━━ INPUT

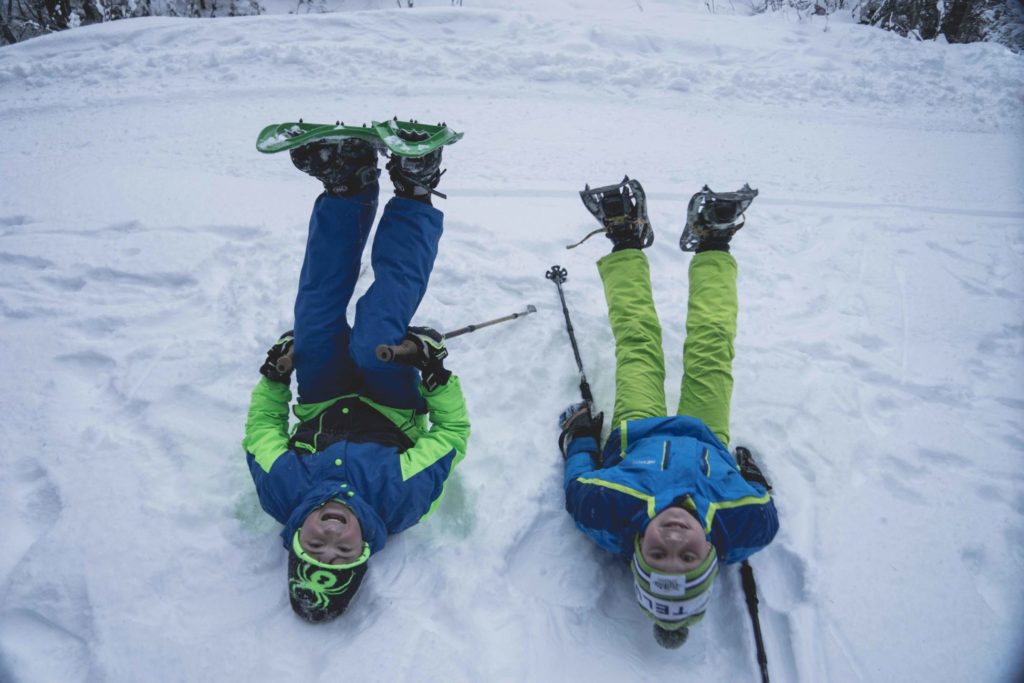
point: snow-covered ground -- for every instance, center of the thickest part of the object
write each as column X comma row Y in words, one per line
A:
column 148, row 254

━━━━
━━ INPUT

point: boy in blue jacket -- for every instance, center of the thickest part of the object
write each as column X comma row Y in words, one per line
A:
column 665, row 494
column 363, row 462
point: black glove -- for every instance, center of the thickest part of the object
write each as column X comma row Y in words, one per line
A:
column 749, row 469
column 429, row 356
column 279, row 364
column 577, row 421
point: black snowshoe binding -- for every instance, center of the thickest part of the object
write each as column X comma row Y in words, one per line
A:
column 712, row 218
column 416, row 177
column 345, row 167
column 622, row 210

━━━━

EXERCISE:
Give a count of the lines above that include the word "center", and add nothing to it.

RESPONSE BELOW:
4